DATASET EXTRACT below:
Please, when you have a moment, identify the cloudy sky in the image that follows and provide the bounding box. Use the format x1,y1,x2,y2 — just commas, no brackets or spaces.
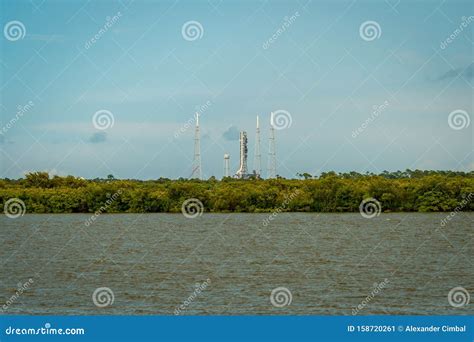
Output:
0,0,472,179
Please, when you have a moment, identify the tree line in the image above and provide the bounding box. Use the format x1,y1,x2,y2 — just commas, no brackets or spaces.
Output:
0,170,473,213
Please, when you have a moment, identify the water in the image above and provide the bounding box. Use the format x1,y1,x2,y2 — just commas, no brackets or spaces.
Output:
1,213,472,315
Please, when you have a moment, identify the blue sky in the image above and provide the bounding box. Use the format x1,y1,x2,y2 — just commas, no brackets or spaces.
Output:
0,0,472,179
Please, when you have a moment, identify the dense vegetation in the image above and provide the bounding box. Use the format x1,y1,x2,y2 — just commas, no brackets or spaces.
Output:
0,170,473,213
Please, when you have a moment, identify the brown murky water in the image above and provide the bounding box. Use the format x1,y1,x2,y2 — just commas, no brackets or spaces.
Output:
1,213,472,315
End of DATASET EXTRACT.
DATASET EXTRACT below:
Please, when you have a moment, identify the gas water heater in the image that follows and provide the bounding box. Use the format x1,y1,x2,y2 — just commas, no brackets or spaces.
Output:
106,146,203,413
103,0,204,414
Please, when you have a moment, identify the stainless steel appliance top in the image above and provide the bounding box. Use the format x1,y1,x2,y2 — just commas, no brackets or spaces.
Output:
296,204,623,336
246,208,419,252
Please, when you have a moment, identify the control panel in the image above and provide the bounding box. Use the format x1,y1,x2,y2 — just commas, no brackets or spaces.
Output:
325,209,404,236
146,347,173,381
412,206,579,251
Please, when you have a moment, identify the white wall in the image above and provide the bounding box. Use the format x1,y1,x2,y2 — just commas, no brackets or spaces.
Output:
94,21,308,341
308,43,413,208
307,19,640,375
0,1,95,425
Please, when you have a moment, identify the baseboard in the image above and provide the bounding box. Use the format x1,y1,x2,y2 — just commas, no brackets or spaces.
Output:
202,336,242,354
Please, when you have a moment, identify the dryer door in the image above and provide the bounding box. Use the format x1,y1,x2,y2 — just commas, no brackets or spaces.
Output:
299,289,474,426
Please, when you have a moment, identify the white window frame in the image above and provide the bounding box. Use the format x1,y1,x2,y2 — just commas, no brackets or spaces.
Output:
End of DATASET EXTRACT.
● TASK STATEMENT
If a line of the data above contains "white", copy it out.

● TASK OUTPUT
Please, when you have a moment, identify the white wall in the image above and provide the bounding box. Use the format x1,y1,x2,y2 — just commas, no brackets or spaces.
Please, when you have a moment, identify the white window frame in the image above and provide the bounding box. Use the format x1,y1,x2,y2 — just commas, no brackets or spaces.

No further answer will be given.